[Directive]: Every record here needs to be written out again exactly.

-------- Records supplied

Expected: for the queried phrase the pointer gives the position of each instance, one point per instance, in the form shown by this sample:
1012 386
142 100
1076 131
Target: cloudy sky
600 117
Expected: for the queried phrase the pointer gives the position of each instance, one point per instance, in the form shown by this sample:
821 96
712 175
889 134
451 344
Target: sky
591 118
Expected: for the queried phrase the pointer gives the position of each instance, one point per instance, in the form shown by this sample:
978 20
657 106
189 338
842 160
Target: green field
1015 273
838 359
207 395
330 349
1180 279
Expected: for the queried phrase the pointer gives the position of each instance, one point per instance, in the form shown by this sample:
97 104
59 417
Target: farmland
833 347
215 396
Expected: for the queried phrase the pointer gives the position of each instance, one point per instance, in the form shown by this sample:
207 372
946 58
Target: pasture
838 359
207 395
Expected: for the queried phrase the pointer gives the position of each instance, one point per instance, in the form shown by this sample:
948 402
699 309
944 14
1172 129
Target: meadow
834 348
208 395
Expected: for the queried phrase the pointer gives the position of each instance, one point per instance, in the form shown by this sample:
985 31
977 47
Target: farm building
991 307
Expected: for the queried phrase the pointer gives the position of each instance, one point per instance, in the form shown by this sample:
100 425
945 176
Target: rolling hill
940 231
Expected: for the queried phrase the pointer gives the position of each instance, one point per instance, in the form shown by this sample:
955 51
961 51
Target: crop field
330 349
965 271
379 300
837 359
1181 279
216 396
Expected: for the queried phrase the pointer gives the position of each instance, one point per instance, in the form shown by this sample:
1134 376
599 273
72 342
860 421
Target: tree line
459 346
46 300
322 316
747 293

----------------

[Written answer]:
Expected: for the queried phrase the pointer gives the position of each instance, one point per instance, in the form shown by this sample:
1012 386
142 100
1076 131
Target: cloudy sky
600 117
Expected: for the queried phrase the pointer gives the position of each instance, one point per instance, in the form shown by this sample:
821 96
712 175
889 134
451 344
Target: sky
591 118
Expected: for the queried phrase the pointer gives the position of each instance, one point per instance, in the form shown by this sample:
978 20
657 106
189 338
842 160
Target: green field
1015 273
838 359
207 395
330 349
1180 279
Expected: for the queried phrase the pointer gives the position of each instance, one point per instance, in the form shown by this sample:
97 104
59 417
Target: farmland
833 347
215 396
Expected: for the queried phrase the pointer gives the position of each instance, one point per instance, in the form shown by this sample:
207 372
946 58
Target: pasture
838 359
207 395
Expected: for the queried phrase the pointer gives the position of each instance, one point per instance, in the form shown by this sample:
948 402
699 309
944 14
1172 129
Target: meadow
834 348
208 395
Expected: for the queried phrase the pointer gives the position of each instance, one point per instance, in the form shown by this sample:
985 31
977 47
Target: farm building
991 307
Expected: for the queried phrase the pointer gives the position of each instance, one point per instance, in the form shown by this sample:
100 425
945 176
Target: rolling hill
940 231
Expected: for the queried phrase the pointer gives the position of each instance, one point per instance, in the form shown by this sample:
955 51
961 51
Target: crop field
330 349
965 271
379 300
837 359
1181 279
216 396
Expected: for the queried phrase the pointer gives the position of each instance, one point per instance, in the form shown by this sample:
1134 376
599 273
72 342
860 421
Target: tree line
459 346
46 300
322 316
747 293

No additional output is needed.